■ What you need to do
Starting at the line that contains "Could you point to the red" and ending with the last of the items, rewrite those lines with "sample" switched to "template" and everything else unchanged. Leave the pictures out of the answer.

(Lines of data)
>>>>>

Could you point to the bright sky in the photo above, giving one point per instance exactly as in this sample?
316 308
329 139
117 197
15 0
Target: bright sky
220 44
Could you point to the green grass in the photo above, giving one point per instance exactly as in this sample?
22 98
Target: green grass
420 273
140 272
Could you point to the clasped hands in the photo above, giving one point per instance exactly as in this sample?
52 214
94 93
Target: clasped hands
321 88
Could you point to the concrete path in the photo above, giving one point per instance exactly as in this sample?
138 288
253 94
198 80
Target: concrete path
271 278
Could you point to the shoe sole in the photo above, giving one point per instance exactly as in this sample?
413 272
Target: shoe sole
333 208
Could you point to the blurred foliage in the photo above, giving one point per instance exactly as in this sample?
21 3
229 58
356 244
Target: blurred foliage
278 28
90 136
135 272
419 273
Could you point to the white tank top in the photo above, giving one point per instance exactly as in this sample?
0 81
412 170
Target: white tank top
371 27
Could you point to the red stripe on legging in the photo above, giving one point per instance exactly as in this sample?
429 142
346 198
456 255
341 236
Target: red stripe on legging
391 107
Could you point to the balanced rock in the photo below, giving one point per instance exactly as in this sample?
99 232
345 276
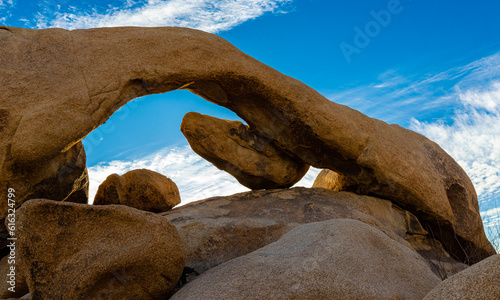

<<<<<

■ Expected answer
Could you point to the red stripe on legging in the photo above, giving one point per instance exactly as in this template?
429 142
346 198
456 255
341 236
Target: red stripe on legging
391 107
Could you point to the balanced rock in the photo below, giving one point per instance exactly as in this template?
99 232
345 276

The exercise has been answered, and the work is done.